_演習の課題_:
a. 短所についての文章で、筆者はいったん直した顎を上げる癖を、その後また気にせず走るようにした。その理由を本文の記述に沿って1～3文で説明せよ。
b. 短所についての文章から「短所として認められる場合」で始まる段落を選び、主な内容を残して箇条書きにまとめよ。
c. 短所についての文章にある次の一文を英語に訳せ。「体が大きいことは戦いにおいては有利かもしれないが、食料が少ない環境では無駄なカロリーを使うので生存に不利になる。」

_本文抜粋_:
####
私のパフォーマンス理論 vol.5 -短所について-

上達をしていくプロセスでは、問題となる部分を見つけ改善するので、短所は目につきやすい。一方で”短所”と”ただの特徴”の違いはわかりにくい。マイケルジョンソン独特の立ち上がったようなフォームを欠点として直そうとしたコーチも、特徴としてそのままにしようとしたコーチもいた。成功した後であれば特徴に過ぎない(もしくは強み!)とわかるが、成功する前には短所に見えていたかもしれない。

最初に”自分に短所がある”とどうしても考えがちだが、実際には環境によって持っている特徴が有利か不利かが決まり、不利になるものを短所と呼んでいるだけだ。個人に特有の短所はない。体が大きいことは戦いにおいては有利かもしれないが、食料が少ない環境では無駄なカロリーを使うので生存に不利になる。裏を返せば環境を変えれば短所は長所化する可能性がある。例えば、私は地面に接地している時間が長くピッチが出にくかったので、100mには不利だったが、400Hのようなストライドをコントロールする競技では有利に働いた。身長が高いのはバスケットでは有利だが、体操では不利になる。視野が狭くなり集中する傾向にある選手は、チームではスタンドプレーになるが、個人競技では勝負強さとなる。

短所として認められる場合、それは改善可能なものか、改善不可能なものかを分けて考える必要がある。背の高さ、骨格や身体の形状、根本的な性格などは変えられないので、それが短所ではない種目や、短所ではなくなるように戦略を考えるべきだ。背が低いバスケット選手と、高い選手では戦い方が違う。一方で走り高跳びのようにある程度身長がなければ、上に行くのは厳しい競技では、高い目標を目指すなら競技自体を変更するべきだろう。性格は改善可能に思えるかもしれないが、案外と変えづらい。

私は子供の頃から顎を上げて走る癖があり、これさえ直せばもっと上に行けるはずだと、直したことがある、顎が上がらなくなるとなぜか特徴であったゆったりとした大きなバネのある走りができなくなった。自分なりに分析し、顎を上げることで腰が前方でロックされ、それによって腸腰筋にストレッチがかかって、足を前方に運べていたのではと仮説を立てた。それからまた顎が上がることを気にせず走るようにしたらまた昔の走りに戻った。このように短所が長所を支えていることもある。短所も全体の一部であり、短所を直せば必ず全体のバランスにも影響がある。
####
_ポイントアノテーションデータの抜粋_:

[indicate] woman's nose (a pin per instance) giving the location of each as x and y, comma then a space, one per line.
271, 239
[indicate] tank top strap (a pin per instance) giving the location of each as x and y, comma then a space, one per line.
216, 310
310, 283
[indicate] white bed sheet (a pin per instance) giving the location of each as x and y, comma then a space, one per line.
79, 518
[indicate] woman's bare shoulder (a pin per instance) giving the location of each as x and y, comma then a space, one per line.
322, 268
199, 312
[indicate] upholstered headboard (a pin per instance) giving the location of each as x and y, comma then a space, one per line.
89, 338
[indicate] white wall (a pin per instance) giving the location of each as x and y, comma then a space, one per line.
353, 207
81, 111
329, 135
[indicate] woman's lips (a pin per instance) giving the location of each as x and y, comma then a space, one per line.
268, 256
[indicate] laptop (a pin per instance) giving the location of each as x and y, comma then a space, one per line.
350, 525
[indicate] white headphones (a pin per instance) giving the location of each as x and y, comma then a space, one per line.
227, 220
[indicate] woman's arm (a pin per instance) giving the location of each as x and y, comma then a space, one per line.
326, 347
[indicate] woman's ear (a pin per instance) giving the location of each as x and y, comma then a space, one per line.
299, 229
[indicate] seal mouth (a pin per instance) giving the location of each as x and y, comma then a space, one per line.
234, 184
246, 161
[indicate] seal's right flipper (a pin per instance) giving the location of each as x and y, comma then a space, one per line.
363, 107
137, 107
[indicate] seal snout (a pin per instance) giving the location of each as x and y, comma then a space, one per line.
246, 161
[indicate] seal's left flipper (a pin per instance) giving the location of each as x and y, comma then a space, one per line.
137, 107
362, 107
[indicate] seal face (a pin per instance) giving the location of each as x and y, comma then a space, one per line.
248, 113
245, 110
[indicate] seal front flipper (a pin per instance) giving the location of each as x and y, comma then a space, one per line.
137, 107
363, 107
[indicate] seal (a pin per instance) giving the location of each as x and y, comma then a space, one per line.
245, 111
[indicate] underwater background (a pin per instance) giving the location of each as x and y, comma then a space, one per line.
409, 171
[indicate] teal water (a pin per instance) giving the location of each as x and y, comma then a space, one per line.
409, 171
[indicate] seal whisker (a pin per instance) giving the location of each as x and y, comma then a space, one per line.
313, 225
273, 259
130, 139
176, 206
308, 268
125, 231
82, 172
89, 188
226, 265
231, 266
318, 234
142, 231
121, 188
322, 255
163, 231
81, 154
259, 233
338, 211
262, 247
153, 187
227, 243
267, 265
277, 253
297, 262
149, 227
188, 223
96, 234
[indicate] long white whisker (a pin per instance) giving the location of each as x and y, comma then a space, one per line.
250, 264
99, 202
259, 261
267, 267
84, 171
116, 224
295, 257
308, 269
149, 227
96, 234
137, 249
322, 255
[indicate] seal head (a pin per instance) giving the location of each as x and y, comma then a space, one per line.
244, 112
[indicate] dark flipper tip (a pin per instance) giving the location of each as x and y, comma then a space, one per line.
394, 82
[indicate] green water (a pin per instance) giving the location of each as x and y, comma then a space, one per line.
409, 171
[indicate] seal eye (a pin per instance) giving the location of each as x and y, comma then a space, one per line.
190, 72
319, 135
####
_解答全文_:
a. 顎が上がらないように直すと、特徴だったゆったりとした大きなバネのある走りができなくなったからだ。筆者は、顎を上げることで腰が前方でロックされ、腸腰筋にストレッチがかかって足を前方に運べていたのではないかと仮説を立てた。

b.
- 短所は、改善可能なものと改善不可能なものに分けて考える必要がある。
- 背の高さ、骨格や身体の形状、根本的な性格などは変えられない。そのため、それが短所にならない種目を選ぶか、短所でなくなるような戦略を考えるべきだ。
- 背が低いバスケット選手と高い選手では戦い方が違う。
- 走り高跳びのように、ある程度の身長がないと上に行くのが厳しい競技がある。そこで高い目標を目指すなら、競技自体を変えるべきだ。
- 性格は改善できそうに見えても、案外変えにくい。

c. Being large may be an advantage in a fight, but in an environment with little food it uses up unnecessary calories, so it becomes a disadvantage for survival.